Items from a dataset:
===============
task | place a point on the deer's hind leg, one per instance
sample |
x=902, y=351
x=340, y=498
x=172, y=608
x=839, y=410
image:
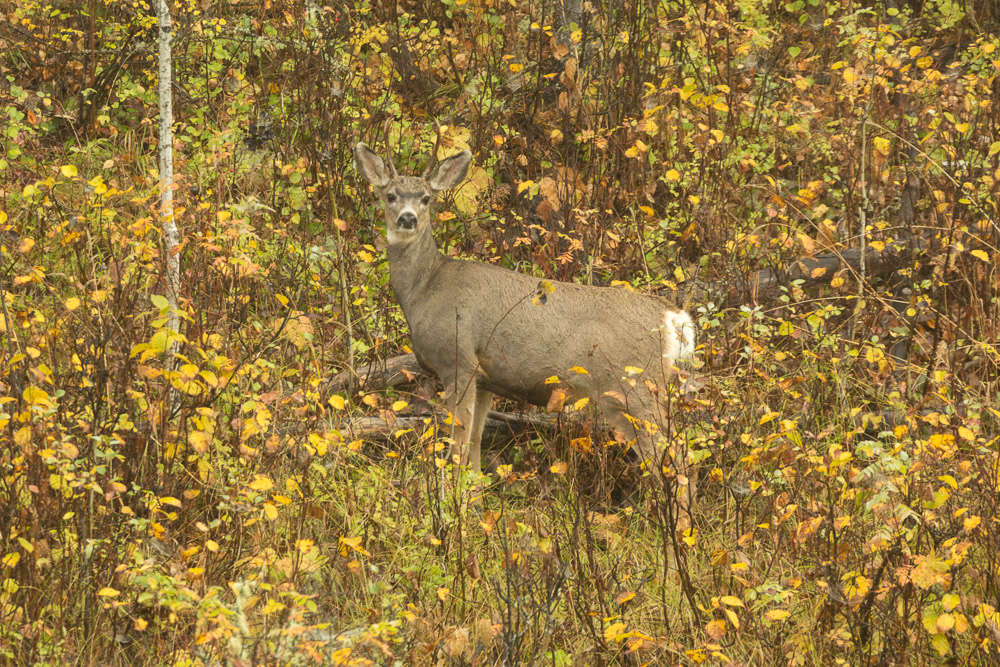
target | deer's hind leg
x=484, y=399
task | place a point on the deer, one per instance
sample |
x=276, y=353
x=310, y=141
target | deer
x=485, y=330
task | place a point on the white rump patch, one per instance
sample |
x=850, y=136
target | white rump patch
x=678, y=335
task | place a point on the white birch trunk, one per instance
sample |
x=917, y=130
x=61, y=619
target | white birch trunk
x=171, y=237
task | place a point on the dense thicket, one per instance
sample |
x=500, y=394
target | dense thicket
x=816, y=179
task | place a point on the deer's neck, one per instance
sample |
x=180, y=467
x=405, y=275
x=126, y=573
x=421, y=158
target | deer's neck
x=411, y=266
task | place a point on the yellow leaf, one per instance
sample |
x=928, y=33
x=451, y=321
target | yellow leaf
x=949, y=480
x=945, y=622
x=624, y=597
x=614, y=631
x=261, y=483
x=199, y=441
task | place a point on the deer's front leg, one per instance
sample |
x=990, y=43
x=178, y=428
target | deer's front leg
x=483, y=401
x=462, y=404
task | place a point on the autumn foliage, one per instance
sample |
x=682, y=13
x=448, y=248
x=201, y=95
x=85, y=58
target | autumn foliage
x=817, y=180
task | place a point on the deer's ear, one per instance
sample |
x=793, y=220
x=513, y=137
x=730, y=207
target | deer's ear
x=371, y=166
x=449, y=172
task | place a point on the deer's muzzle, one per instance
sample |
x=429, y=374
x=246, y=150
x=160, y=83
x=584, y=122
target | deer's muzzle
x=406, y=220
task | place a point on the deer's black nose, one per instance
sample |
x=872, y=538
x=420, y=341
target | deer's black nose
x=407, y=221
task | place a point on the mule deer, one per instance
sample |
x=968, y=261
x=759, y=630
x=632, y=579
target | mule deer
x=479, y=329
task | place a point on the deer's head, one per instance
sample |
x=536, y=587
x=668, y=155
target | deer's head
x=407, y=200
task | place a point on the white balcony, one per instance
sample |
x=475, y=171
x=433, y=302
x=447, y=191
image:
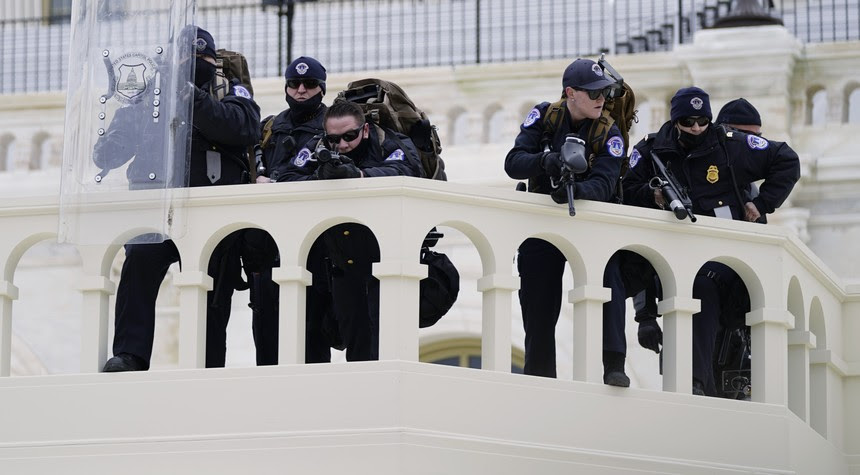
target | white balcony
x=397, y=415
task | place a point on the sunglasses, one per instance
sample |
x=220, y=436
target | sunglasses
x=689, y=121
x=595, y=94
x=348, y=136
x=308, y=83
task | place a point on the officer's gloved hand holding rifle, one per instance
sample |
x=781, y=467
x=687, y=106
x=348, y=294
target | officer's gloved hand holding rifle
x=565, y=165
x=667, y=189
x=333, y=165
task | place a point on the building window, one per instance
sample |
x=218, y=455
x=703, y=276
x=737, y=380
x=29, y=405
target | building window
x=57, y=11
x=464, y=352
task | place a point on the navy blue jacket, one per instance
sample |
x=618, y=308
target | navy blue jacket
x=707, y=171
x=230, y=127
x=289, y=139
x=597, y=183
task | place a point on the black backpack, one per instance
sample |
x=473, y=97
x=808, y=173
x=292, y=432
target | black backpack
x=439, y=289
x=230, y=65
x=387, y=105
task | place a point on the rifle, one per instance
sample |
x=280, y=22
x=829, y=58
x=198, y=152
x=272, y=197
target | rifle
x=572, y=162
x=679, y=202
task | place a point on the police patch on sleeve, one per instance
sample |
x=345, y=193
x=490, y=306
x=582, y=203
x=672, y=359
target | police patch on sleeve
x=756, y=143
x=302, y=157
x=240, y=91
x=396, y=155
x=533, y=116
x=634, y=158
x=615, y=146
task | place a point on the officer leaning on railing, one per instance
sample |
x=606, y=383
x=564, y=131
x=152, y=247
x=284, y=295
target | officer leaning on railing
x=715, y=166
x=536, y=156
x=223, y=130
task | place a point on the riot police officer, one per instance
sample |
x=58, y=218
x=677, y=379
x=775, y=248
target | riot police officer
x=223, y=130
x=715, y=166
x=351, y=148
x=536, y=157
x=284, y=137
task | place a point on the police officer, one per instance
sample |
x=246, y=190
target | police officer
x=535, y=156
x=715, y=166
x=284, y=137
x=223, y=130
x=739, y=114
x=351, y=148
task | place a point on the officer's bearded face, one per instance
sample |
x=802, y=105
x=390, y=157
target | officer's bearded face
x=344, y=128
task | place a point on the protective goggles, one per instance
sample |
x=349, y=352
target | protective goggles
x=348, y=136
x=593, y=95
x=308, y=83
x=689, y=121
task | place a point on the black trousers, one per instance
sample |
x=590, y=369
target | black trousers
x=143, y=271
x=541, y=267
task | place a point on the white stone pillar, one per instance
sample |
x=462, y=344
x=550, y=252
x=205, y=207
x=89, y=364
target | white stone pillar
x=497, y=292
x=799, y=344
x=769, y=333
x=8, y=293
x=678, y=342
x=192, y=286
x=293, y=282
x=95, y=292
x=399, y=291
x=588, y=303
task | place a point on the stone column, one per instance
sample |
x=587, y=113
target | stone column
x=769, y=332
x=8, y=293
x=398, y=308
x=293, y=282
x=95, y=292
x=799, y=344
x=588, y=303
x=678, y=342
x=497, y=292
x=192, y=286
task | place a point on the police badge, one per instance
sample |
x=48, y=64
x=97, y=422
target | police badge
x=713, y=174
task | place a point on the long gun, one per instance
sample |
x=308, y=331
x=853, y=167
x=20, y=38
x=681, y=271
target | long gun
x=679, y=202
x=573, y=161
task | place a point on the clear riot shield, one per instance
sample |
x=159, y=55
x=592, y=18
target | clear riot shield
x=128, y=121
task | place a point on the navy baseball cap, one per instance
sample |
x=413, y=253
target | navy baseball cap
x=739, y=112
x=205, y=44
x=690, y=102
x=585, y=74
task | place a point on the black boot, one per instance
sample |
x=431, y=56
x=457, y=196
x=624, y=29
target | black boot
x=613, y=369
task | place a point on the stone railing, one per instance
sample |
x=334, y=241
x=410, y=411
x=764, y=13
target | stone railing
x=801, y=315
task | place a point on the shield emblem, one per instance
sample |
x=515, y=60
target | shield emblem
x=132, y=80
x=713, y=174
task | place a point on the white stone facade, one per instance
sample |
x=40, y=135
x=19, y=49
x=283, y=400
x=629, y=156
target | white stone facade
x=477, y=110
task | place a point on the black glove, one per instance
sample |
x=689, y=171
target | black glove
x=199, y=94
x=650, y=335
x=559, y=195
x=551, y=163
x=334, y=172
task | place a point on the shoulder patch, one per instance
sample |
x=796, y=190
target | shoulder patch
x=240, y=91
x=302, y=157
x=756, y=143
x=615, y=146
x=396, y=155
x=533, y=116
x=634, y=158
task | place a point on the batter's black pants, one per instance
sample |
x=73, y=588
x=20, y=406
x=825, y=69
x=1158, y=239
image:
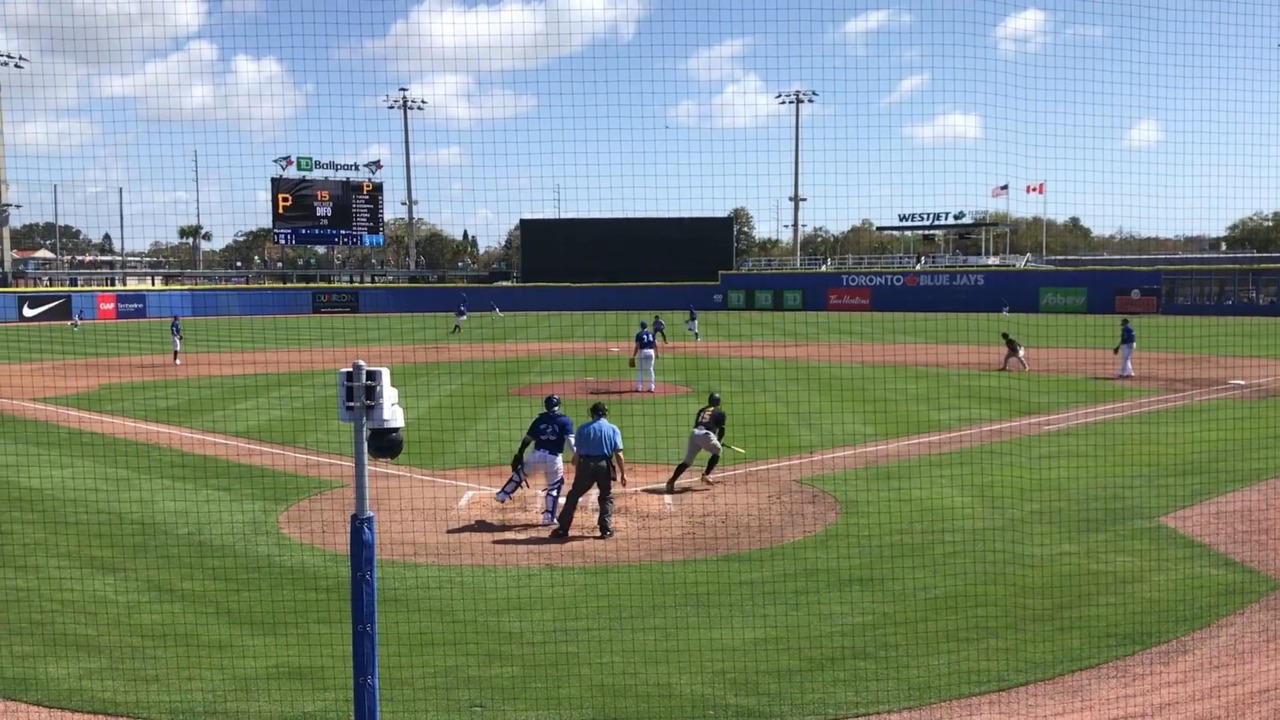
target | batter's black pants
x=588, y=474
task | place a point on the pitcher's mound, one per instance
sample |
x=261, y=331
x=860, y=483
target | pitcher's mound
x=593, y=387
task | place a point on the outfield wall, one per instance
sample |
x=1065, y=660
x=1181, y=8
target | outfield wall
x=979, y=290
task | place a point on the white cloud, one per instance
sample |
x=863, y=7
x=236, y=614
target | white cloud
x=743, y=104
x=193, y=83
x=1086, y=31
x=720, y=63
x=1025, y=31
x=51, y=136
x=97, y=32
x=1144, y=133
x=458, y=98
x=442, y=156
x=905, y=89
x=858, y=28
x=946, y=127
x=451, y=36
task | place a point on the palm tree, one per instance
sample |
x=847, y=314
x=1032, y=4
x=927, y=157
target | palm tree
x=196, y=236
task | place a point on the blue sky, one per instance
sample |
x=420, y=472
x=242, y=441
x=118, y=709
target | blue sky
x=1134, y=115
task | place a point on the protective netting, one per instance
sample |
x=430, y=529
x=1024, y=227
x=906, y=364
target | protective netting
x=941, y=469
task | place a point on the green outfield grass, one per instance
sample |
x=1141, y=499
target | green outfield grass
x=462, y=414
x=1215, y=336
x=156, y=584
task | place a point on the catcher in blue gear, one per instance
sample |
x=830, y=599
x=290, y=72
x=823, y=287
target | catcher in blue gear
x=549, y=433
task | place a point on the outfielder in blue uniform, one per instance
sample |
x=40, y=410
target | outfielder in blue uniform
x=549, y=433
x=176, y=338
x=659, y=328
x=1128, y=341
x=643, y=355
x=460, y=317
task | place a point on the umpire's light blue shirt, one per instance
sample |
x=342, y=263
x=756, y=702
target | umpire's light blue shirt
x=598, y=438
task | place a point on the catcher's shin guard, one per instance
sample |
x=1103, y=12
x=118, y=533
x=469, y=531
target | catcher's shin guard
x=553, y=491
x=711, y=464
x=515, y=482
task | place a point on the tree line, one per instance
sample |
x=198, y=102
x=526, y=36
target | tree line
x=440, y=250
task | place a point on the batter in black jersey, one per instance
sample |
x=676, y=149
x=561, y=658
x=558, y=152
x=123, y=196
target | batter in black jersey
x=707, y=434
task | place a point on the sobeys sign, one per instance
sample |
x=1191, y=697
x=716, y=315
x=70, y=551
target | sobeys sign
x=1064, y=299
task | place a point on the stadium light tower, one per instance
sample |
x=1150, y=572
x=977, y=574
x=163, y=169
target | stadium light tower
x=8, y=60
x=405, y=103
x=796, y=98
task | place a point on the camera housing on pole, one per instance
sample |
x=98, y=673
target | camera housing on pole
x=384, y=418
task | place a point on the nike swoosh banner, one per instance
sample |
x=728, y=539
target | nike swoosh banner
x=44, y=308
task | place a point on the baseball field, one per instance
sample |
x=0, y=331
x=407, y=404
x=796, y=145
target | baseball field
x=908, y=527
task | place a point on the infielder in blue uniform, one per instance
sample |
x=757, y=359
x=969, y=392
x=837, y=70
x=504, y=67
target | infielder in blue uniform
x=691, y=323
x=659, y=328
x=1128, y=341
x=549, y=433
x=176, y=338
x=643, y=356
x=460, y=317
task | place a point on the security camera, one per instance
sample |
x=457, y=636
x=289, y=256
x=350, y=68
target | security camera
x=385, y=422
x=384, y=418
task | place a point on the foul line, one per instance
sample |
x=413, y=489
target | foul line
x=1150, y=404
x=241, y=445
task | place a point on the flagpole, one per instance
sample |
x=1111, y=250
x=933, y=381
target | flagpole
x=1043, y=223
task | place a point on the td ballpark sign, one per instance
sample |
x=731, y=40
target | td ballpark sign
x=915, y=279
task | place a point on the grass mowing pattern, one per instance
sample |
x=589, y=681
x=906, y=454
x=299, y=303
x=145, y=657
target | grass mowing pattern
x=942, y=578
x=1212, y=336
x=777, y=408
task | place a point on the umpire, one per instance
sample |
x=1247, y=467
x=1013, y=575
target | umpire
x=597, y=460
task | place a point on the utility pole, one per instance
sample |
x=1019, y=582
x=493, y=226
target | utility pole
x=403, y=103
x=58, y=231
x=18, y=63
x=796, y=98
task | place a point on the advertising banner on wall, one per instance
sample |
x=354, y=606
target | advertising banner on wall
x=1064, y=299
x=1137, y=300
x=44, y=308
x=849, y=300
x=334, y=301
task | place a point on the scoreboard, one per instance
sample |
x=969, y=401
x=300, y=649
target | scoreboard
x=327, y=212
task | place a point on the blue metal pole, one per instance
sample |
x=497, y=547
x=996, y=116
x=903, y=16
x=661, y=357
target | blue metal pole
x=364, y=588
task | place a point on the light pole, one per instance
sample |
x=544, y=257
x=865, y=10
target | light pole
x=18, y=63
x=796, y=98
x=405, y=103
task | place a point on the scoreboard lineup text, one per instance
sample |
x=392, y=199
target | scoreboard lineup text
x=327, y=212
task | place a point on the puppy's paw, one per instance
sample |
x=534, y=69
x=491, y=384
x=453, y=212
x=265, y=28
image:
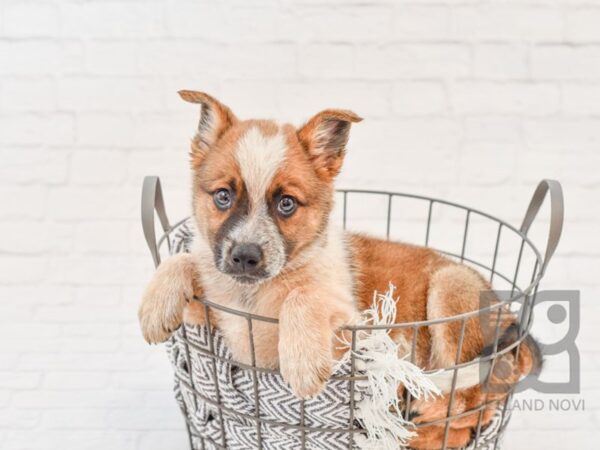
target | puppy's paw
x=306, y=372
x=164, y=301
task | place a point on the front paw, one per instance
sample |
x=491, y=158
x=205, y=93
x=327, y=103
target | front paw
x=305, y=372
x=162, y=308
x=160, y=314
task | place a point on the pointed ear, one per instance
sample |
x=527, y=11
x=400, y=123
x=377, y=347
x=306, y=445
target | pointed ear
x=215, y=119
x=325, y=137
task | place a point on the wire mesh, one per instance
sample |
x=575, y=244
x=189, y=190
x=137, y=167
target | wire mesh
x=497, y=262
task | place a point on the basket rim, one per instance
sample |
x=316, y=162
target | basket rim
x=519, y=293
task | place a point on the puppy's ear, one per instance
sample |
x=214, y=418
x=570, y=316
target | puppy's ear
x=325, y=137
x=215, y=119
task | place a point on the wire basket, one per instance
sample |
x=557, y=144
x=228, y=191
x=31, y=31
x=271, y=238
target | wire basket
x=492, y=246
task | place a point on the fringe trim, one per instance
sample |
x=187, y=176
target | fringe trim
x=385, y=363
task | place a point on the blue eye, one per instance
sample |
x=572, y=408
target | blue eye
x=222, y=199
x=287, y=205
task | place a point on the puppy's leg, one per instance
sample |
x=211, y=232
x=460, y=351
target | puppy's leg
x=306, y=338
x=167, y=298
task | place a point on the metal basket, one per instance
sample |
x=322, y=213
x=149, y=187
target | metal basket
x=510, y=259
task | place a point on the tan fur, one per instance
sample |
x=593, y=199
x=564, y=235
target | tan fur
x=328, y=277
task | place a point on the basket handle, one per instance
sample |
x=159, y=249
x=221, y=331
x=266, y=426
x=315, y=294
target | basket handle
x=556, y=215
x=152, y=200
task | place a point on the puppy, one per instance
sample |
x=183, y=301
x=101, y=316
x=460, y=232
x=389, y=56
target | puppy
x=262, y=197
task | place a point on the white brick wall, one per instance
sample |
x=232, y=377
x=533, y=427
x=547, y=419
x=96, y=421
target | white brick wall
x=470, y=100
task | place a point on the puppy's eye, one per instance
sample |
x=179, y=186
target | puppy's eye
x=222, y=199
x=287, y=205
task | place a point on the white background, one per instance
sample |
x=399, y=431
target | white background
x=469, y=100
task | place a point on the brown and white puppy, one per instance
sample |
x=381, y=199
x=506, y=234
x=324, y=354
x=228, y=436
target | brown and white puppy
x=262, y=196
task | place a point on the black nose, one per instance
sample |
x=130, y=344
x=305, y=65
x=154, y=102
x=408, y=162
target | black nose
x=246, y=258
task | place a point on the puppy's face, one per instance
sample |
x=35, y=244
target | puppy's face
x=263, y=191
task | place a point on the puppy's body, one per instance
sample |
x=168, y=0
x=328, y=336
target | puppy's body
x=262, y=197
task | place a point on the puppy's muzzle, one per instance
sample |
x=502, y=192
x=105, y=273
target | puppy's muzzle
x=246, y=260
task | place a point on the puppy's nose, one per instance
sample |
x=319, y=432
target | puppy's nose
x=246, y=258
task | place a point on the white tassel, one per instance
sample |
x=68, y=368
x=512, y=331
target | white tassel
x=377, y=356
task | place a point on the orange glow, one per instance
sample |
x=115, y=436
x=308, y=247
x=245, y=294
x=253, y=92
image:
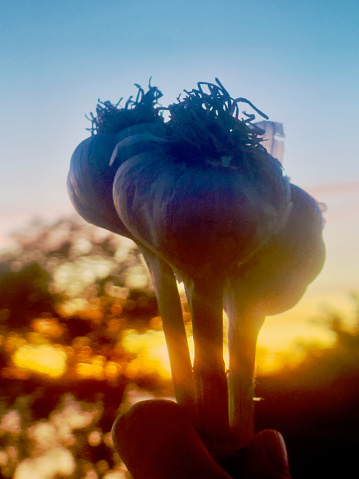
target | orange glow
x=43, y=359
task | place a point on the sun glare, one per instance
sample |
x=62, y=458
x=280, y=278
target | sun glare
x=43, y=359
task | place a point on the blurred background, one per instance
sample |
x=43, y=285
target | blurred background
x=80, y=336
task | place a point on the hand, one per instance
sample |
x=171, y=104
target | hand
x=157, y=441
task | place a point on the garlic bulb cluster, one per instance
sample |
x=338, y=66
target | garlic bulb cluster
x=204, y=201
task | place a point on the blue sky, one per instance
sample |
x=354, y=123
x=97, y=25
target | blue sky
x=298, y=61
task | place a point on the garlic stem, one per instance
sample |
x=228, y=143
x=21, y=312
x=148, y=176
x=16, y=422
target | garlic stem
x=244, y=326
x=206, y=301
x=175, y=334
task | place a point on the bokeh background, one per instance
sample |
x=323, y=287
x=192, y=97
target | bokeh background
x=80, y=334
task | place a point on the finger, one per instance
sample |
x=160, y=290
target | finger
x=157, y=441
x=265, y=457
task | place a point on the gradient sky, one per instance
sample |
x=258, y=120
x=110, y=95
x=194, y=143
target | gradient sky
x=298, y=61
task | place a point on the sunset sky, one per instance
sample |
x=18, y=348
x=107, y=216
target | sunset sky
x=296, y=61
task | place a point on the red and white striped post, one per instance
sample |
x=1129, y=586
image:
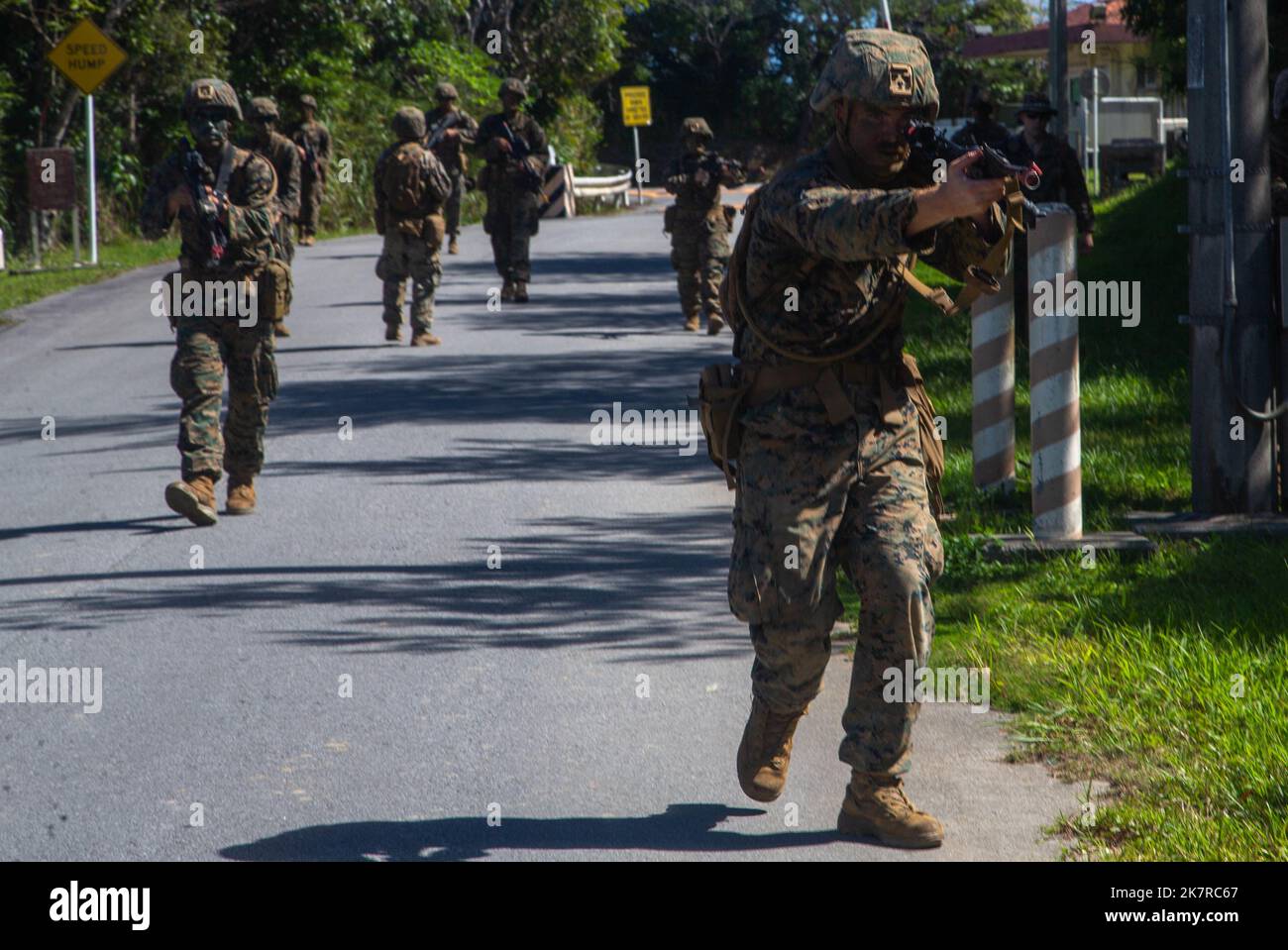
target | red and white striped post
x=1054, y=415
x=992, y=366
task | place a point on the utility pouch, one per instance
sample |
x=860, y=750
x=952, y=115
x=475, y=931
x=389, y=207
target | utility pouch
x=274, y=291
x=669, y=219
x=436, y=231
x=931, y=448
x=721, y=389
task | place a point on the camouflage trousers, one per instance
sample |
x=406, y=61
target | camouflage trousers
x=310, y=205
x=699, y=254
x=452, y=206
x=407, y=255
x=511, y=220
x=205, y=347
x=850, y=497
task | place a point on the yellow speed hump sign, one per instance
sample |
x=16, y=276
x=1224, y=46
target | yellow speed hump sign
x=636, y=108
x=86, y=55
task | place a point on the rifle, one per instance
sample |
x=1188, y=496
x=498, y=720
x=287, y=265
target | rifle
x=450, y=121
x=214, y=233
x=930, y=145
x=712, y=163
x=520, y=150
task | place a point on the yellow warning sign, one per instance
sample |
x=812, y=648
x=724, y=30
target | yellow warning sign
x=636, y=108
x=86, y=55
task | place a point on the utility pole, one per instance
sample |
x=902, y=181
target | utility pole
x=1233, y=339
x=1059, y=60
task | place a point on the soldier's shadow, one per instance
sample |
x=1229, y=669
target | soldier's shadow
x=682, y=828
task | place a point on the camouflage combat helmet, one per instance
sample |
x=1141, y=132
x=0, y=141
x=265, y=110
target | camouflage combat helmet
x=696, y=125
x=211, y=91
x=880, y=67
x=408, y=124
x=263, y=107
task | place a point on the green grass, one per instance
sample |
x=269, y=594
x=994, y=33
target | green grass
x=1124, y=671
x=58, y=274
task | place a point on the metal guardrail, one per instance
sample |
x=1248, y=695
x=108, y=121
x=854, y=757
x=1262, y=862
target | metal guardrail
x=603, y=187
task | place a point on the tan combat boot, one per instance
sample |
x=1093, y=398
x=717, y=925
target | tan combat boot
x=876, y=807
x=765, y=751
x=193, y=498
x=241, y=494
===============
### [TASK DETAILS]
Copy out the lines above exactly, beginning at the one that contains "task | place a point on the black backpack, one" and ending at the one that contains "x=672, y=359".

### [YOUR SOLUTION]
task | place a point on the black backpack, one per instance
sample |
x=473, y=97
x=808, y=173
x=292, y=432
target | black backpack
x=439, y=289
x=230, y=65
x=387, y=105
task | place a point on the rifle, one per instance
sample |
x=280, y=22
x=829, y=58
x=198, y=152
x=272, y=197
target | rifle
x=572, y=162
x=679, y=202
task | place a point on the police patch on sleeve, one per instance
sample |
x=345, y=193
x=490, y=306
x=582, y=203
x=672, y=359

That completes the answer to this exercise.